■ Task details:
Locate each line in the records containing "region". Copy it.

Collected data entries
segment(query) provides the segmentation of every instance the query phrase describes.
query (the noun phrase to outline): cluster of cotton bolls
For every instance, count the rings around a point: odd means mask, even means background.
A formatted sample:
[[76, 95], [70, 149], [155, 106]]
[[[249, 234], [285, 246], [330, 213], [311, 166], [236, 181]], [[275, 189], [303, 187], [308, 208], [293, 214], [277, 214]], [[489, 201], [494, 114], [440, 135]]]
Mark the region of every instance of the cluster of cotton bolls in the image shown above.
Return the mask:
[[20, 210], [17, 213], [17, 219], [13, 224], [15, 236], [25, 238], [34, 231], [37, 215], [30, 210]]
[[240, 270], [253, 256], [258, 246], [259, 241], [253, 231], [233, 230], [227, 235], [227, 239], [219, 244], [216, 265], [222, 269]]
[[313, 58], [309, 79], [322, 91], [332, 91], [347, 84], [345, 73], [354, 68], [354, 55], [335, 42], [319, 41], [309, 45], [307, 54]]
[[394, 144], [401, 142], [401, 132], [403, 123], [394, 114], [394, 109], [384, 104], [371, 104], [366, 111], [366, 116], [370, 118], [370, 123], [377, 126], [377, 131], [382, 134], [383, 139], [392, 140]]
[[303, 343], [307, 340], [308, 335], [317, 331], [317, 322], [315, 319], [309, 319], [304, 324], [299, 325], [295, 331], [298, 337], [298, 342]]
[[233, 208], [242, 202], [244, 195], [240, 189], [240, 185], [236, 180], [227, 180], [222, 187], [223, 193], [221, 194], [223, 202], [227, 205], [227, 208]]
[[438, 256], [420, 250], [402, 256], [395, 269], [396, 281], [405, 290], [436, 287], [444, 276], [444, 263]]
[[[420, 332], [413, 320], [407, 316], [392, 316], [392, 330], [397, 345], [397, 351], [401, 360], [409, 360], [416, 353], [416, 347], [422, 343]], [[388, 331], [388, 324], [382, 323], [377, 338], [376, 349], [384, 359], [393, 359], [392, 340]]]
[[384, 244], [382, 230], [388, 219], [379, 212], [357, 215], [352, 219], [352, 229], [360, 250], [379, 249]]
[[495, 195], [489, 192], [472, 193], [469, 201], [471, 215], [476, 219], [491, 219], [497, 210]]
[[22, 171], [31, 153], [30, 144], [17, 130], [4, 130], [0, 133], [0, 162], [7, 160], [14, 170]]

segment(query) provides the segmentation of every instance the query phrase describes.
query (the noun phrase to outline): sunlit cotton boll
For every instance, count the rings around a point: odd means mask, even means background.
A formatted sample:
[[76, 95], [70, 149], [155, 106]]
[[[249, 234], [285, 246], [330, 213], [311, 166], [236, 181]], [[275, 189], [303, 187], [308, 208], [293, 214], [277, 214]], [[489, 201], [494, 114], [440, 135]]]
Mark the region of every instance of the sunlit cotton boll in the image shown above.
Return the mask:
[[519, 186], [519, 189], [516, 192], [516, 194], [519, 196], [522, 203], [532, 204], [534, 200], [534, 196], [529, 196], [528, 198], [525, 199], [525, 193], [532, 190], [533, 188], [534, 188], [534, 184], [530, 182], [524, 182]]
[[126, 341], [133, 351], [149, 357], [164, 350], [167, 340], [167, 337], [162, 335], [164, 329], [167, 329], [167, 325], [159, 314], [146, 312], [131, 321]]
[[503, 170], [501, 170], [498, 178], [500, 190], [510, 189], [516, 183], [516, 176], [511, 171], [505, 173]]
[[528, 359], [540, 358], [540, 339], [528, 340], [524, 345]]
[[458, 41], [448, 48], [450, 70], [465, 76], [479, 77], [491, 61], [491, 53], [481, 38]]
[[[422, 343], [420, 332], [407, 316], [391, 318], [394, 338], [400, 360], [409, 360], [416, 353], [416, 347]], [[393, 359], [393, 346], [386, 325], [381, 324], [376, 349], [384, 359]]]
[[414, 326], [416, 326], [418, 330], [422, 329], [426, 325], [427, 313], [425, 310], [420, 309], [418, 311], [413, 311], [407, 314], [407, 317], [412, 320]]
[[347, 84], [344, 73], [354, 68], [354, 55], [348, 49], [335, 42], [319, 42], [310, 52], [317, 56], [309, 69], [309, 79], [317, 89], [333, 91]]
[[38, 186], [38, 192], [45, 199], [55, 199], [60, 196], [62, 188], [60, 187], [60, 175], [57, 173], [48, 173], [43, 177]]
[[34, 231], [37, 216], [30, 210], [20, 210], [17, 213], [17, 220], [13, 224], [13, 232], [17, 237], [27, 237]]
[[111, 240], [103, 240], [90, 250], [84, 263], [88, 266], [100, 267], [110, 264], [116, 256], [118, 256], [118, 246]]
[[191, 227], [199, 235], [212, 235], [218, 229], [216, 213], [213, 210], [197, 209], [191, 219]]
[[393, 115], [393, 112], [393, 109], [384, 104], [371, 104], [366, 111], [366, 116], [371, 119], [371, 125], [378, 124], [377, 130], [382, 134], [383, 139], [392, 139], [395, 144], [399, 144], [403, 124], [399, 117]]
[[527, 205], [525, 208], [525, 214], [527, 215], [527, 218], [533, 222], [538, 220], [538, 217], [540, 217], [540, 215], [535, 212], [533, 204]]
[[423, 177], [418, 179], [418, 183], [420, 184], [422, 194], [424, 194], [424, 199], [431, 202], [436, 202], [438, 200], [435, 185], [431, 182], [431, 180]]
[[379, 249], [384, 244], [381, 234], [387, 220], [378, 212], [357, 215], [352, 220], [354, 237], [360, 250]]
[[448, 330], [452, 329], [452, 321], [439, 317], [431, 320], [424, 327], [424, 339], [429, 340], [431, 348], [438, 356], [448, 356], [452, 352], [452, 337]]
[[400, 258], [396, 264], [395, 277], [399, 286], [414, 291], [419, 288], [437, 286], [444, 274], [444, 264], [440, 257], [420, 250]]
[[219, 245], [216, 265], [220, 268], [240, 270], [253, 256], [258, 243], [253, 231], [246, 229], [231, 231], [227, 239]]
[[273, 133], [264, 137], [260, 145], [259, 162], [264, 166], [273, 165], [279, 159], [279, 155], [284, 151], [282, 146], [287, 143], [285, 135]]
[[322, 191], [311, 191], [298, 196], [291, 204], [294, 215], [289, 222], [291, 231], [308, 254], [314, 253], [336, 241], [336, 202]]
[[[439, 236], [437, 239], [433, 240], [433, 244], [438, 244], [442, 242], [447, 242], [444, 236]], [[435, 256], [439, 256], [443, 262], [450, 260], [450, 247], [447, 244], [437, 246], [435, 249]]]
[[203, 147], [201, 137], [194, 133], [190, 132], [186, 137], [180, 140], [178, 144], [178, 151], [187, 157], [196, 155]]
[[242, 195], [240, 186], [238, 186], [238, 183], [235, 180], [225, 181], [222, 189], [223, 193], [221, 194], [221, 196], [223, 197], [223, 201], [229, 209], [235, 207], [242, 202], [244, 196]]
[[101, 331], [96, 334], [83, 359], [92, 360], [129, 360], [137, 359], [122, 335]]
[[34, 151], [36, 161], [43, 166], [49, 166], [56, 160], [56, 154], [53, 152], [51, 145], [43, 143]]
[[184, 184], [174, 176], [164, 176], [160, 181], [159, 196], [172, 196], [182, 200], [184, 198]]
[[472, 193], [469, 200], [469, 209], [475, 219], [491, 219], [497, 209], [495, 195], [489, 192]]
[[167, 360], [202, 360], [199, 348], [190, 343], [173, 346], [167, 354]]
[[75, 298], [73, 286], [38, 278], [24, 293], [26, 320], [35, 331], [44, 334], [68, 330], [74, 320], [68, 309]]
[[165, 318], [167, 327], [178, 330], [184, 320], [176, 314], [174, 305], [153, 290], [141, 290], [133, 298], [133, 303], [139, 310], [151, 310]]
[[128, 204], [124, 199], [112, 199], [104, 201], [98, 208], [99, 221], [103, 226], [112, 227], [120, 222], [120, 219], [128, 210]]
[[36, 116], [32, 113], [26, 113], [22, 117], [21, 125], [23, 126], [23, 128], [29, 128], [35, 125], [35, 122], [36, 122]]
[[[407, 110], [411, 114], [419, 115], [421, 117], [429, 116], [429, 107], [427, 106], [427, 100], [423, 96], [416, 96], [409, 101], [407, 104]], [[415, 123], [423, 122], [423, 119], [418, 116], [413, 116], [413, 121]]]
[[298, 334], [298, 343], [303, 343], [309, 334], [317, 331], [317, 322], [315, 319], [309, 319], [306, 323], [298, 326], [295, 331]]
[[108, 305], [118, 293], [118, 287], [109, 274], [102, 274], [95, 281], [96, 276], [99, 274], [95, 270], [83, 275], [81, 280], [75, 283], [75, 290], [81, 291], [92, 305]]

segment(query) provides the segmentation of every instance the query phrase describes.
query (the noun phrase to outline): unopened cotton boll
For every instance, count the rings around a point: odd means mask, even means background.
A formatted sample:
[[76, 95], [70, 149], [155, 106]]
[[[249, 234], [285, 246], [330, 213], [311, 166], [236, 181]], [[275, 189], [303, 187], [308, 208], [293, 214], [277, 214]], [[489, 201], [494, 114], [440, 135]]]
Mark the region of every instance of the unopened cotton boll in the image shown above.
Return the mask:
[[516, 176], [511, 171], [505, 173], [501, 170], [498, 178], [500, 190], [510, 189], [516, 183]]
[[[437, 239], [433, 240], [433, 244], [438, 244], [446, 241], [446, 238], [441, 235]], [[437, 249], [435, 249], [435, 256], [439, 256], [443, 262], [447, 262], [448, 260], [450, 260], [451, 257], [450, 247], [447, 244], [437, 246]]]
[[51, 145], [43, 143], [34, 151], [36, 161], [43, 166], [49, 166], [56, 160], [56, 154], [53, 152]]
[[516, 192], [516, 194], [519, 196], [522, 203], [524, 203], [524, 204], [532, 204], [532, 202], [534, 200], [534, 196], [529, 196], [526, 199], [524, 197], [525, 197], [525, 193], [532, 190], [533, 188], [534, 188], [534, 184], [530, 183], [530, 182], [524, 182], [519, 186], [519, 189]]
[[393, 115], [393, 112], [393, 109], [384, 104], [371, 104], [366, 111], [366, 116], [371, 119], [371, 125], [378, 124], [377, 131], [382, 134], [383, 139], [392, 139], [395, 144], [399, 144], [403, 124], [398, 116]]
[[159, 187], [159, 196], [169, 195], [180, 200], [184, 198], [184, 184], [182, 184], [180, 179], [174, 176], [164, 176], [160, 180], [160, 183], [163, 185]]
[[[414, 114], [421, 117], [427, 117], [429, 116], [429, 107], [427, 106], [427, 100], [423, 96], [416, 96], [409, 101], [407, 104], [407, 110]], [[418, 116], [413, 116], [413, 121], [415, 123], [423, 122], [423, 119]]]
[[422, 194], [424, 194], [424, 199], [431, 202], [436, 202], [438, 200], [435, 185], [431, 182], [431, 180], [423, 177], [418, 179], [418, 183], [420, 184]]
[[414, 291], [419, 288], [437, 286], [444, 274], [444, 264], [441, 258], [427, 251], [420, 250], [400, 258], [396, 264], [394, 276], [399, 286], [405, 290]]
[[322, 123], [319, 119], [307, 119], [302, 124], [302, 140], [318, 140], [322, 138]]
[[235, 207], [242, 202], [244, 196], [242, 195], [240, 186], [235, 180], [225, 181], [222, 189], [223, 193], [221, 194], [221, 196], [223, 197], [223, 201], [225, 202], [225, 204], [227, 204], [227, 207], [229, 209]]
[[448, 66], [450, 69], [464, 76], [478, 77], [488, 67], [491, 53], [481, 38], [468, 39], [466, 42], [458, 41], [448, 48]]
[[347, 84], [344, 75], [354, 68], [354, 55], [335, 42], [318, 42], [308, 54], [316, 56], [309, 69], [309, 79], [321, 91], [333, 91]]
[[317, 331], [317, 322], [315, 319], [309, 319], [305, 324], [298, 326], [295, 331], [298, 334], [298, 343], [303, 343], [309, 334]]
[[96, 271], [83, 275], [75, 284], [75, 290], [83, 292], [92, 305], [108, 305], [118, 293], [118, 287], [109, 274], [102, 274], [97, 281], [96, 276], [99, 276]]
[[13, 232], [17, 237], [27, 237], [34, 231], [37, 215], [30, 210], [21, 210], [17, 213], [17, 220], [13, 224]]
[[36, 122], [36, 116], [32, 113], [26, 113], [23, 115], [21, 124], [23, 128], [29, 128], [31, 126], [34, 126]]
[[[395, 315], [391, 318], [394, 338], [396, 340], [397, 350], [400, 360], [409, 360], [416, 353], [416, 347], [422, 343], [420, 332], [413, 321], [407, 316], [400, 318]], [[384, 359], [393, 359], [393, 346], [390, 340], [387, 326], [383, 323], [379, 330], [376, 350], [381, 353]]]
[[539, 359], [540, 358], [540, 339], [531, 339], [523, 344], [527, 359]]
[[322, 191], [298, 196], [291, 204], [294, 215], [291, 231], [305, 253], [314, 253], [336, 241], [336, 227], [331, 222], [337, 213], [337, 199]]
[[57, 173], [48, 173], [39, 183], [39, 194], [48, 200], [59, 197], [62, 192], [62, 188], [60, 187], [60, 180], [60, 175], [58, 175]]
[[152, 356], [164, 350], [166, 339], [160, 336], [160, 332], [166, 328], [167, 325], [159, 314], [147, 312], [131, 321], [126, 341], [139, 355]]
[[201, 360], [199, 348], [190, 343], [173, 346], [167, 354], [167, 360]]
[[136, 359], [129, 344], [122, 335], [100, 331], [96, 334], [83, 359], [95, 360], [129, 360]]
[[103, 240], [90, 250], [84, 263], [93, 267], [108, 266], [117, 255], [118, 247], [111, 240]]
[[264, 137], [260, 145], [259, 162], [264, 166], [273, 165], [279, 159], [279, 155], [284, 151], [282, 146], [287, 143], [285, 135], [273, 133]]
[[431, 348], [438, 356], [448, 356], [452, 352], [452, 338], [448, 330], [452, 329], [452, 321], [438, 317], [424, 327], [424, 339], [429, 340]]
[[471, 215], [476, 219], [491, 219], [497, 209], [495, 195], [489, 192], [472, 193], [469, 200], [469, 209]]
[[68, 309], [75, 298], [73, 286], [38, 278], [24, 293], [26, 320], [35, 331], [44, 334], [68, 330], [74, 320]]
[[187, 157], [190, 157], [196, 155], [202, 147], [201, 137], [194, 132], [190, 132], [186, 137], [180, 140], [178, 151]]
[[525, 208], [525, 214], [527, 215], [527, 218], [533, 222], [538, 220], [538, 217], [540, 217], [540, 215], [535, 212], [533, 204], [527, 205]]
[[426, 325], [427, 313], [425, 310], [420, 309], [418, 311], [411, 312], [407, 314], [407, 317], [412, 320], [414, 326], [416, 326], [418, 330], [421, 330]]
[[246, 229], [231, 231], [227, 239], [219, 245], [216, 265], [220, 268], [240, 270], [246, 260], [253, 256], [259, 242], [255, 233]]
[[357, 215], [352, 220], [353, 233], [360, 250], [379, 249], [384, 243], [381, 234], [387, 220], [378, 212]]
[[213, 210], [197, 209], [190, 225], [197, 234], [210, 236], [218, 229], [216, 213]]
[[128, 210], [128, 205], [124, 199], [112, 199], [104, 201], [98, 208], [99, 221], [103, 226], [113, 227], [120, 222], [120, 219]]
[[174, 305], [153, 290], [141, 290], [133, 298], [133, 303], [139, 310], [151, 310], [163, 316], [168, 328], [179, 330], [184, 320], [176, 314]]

■ Task solution:
Mark the region of every instance of the cluster of cotton bolls in the image shown above.
Mark the region of every instance of the sunlit cotton boll in the image shown above.
Mark the region of every instance of the unopened cotton boll in the image shown above.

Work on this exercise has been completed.